*DIRECTIONS FOR THIS TASK*
In the text below about the Prometheus v. Mayo patent appeal, transcribe word for word the portion that opens with the words "This case is" and closes with "of patent protection.".

*EXERCISE TEXT*

_ _ _ _ _

Prometheus Labs. v. Mayo Collaborative Services (Mayo Clinic) (Fed. Cir. 2010)
This case is one of several pending Federal Circuit appeals that are questioning whether medical diagnostic and treatment methods are the proper subject of patent protection.
The claims asserted by Prometheus are directed toward a method of “optimizing therapeutic efficacy” by first administering an active drug (6-thioguanine) to a subject and then using the subject’s metabolite blood-level to adjust future doses of the drug. (U.S. Patents 6,355,623 and 6,680,302). Thus, most of the claims are centered around three ordered-steps of:
- administering the drug to the subject;
- determining the amount of drug in the subject’s blood; and
- re-calibrating the drug dosage based on step-2.
A broader claim (claim 46 of the ‘632 patent) eliminates the administering step of claim 1 above.
The district court found the claims invalid as lacking patentable subject matter under 35 U.S.C. 101. On appeal, the Federal Circuit reversed — holding that the steps of “administering a drug” and “determining the level of 6-thioguanine” were both sufficiently transformative of “a particular article into a different state or thing.” That Federal Circut decision was based on the court’s machine-or-transformation test that was subsequently discredited by the Supreme Court in Bilski v. Kappos (2010). In the wake of its Bilski decision, the Supreme Court vacated the Federal Circuit’s Prometheus decision and remanded for a new opinion. Seeing this as a potential watershed case, Mayo immediately requested that the Federal Circuit hear the case en banc.

_ _ _ _ _

*LISTED RECORDS*
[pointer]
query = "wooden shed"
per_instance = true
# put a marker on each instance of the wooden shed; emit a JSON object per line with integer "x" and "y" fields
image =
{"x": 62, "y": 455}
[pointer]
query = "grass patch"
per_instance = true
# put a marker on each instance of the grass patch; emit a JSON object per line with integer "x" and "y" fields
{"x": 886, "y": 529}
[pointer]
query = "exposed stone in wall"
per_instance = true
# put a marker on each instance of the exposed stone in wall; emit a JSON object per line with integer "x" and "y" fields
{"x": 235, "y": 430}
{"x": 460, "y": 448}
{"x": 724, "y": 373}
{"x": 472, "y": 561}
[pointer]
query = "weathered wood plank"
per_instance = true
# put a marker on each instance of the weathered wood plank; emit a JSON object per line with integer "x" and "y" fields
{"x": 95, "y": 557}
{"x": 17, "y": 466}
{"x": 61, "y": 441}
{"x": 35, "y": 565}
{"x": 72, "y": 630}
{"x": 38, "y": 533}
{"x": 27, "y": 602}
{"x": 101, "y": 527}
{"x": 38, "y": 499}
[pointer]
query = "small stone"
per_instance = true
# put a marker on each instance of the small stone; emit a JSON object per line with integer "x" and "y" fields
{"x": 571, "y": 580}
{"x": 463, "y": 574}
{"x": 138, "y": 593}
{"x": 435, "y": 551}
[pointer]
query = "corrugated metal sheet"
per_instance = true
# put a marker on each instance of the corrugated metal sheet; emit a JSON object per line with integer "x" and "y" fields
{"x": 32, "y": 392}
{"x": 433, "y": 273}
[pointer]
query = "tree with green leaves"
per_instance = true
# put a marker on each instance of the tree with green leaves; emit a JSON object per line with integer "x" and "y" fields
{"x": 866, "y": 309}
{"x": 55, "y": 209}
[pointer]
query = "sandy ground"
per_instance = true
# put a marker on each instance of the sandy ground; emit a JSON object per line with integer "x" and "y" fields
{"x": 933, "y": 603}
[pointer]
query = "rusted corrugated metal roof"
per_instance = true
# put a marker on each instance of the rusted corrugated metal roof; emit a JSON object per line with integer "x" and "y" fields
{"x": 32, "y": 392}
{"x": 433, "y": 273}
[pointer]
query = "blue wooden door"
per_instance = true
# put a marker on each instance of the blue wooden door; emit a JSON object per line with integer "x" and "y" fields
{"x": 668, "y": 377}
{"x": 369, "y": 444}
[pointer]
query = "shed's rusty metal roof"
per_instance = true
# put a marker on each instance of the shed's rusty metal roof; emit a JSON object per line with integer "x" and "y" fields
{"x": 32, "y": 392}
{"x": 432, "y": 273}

_ _ _ _ _

*RESPONSE BOX*
This case is one of several pending Federal Circuit appeals that are questioning whether medical diagnostic and treatment methods are the proper subject of patent protection.